→ DATA PROVIDED:

---------------

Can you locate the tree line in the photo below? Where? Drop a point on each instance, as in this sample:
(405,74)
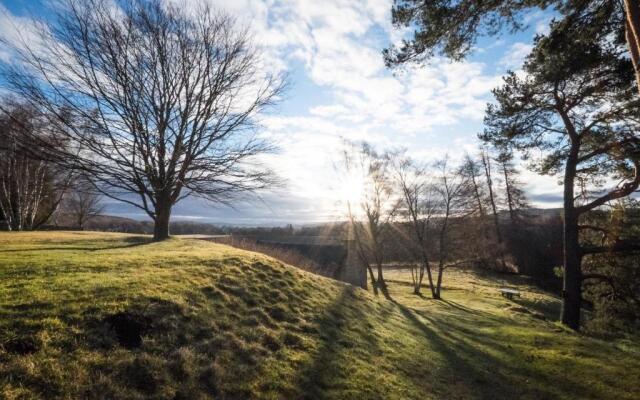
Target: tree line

---------------

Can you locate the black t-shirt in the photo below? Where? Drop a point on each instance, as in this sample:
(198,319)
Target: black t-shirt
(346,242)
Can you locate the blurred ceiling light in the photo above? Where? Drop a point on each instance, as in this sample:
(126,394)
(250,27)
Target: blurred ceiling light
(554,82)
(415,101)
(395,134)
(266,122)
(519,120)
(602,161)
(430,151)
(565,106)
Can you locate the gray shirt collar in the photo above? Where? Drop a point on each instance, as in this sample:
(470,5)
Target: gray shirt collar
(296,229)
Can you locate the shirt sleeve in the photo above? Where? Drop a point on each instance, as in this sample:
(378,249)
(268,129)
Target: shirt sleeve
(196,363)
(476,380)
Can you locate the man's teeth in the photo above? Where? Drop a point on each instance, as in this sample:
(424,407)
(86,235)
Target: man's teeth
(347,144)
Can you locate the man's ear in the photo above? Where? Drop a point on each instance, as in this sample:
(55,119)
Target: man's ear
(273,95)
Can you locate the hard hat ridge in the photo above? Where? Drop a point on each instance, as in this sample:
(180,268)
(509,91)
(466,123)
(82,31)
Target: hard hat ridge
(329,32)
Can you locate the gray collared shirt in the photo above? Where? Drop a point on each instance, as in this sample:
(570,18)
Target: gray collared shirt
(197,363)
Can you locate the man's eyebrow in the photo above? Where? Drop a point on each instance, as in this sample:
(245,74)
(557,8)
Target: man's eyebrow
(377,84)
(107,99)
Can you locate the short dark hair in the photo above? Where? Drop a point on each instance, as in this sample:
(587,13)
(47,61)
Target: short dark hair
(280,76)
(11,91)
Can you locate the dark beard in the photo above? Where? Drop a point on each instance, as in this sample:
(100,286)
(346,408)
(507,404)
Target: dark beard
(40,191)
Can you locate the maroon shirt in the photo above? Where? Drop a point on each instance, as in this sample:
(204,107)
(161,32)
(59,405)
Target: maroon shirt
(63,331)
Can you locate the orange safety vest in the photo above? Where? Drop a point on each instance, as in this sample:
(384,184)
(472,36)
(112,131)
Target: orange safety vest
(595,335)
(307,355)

---------------

→ WHAT IS NEEDED: Quote the records word for word, from the line with "Can you locate the tree" up to and including the line with "Target: tree line". Leave the pictures out of your answer.

→ TASK RESPONSE:
Can you locate the tree line in the photo below? Where? Drop a point on each instance, as in this sample:
(405,74)
Target: tree line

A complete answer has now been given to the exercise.